PASAJE MOSTRADO:
++++++++
Los romanos, siempre aquejados de una practicidad rayana en la obsesión, decidieron que el inicio de su era coincidiera con el de la fundación de la Ciudad Eterna. De esta forma decían que un suceso histórico había ocurrido en tal o cual año “ab urbe condita ”[1]. Pasaron los siglos, y al consolidarse el cristianismo durante la Edad Media, se impuso el calendario que tenía como hito fundamental la llegada del Salvador a la tierra. Por ello, el primer año de esta nueva era se hizo coincidir con el que se suponía había nacido Jesucristo. Decimos se suponía, y decimos bien, porque el cálculo se realizó mucho tiempo después de aquellos acontecimientos y al monje que le encargaron la tarea de establecer la fecha (se llamaba Dionisio y era apodado “el exiguo” por su corta estatura) las pasó canutas para dar con el dato y, casi con seguridad, le bailaron varias vueltas de nuestro planeta alrededor del Sol.
De esta suerte, a partir del siglo VI, en la mayoría de los países de Europa donde el cristianismo había arraigado, poco a poco, se comenzó a datar los acontecimientos en función de la nueva fecha de referencia. Sin embargo, aunque nos cueste creerlo, en la católica España, haciendo honor a aquello de que somos diferentes, una vez más, fuimos por libre.
Supongo que muchos de ustedes se preguntarán cuál fue entonces el hecho que servía para establecer el paso de los lustros en nuestro país. Pues aunque cuesto creerlo, en la vieja Piel de Toro, la costumbre pudo con la fe. No se impacienten porque para comprender lo que sucedió todavía hay que explicar algún detalle más y, no se crean, la cosa no es segura. Lo primero, como casi siempre, tenemos que volver a Roma para encontrar la pista que nos da la clave de este entuerto. En el año 38 a. C., Octavio Augusto, a la sazón sucesor de Julio César y flamante primer emperador, después de dar por pacificada la mayor parte de la Península (cántabros y astures seguían resistiéndose), estableció un impuesto que debían pagar a Roma los habitantes sometidos de Hispania. Este gravamen se conoció como Aera Hispánica y, por razones algo difusas, va a tener consecuencias más allá de dejar sin un denario a muchos desgraciados (hay que ver lo poco que han cambiado las cosas).
++++++++
SOLICITUD 1: Según el texto sobre el calendario, ¿por qué apodaban "el exiguo" al monje Dionisio?
SOLICITUD 2: Transcribe del texto sobre el calendario el fragmento que empieza con "De esta suerte, a" y sigue hasta "fuimos por libre.".

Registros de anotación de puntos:
++++++++
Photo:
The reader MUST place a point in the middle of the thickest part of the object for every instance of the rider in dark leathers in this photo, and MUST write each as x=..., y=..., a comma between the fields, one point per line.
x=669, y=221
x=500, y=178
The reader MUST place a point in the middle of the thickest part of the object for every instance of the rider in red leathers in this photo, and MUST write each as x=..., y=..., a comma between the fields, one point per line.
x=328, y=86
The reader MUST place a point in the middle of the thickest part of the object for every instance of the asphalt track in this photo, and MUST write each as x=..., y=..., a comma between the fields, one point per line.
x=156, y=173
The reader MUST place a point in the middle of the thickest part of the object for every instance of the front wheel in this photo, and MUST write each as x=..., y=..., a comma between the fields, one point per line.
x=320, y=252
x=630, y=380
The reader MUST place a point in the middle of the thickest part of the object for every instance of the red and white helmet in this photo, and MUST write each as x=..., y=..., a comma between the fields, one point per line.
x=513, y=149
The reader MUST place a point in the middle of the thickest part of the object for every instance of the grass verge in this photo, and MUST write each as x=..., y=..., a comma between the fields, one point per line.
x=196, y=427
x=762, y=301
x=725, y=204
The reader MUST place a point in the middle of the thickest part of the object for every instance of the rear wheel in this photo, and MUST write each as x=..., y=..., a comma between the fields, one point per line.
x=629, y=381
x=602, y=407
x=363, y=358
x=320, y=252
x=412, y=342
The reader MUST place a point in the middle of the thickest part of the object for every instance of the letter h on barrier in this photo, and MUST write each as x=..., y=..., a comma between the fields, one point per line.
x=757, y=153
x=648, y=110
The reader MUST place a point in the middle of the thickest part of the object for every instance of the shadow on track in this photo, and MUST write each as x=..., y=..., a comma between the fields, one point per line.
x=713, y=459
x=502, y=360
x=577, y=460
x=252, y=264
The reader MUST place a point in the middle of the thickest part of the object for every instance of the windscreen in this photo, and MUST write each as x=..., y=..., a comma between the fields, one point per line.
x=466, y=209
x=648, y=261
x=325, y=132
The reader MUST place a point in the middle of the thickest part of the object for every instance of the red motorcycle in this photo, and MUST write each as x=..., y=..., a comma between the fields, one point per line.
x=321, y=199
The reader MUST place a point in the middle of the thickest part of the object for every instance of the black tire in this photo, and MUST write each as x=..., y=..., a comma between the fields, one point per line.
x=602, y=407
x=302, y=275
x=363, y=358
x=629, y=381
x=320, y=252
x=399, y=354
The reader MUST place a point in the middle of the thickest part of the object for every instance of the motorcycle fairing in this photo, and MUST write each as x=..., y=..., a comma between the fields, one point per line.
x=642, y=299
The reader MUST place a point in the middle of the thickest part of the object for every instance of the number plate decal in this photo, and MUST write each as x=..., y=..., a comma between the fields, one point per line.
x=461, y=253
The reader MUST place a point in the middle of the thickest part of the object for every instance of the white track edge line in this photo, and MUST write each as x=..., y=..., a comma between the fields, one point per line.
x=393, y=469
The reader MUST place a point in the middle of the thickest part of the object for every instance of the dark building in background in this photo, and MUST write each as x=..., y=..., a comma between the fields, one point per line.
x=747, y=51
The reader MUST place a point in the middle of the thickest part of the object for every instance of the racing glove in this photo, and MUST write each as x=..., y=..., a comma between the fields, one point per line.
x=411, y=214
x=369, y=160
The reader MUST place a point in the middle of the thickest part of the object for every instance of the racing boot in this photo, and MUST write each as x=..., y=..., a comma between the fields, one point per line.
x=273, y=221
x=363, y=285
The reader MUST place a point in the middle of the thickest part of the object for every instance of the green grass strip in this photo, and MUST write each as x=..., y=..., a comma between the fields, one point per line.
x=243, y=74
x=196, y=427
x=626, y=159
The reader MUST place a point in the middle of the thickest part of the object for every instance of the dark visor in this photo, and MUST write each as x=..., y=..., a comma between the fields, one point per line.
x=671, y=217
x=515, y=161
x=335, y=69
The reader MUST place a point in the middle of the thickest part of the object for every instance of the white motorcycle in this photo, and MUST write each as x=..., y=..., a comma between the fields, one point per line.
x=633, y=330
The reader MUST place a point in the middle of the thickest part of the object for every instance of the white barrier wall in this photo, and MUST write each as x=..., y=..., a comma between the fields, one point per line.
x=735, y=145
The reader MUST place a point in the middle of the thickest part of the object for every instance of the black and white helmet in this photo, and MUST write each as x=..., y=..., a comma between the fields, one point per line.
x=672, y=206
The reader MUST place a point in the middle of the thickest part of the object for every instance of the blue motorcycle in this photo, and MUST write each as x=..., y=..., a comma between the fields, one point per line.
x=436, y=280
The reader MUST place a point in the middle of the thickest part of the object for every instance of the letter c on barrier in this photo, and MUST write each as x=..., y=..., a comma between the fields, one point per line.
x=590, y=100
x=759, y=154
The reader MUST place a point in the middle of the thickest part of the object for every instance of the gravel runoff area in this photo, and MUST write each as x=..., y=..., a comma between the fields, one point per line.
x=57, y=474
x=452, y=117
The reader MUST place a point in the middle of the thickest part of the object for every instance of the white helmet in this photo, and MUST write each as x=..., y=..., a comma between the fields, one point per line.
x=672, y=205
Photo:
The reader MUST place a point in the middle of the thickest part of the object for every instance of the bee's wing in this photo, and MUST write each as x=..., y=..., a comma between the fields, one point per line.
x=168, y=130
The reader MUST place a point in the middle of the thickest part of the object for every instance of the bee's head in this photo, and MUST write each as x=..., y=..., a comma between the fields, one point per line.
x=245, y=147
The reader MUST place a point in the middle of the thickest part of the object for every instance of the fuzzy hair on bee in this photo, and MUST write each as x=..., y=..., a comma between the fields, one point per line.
++++++++
RESPUESTA COMPLETA 1: Por su corta estatura.

RESPUESTA COMPLETA 2:
De esta suerte, a partir del siglo VI, en la mayoría de los países de Europa donde el cristianismo había arraigado, poco a poco, se comenzó a datar los acontecimientos en función de la nueva fecha de referencia. Sin embargo, aunque nos cueste creerlo, en la católica España, haciendo honor a aquello de que somos diferentes, una vez más, fuimos por libre.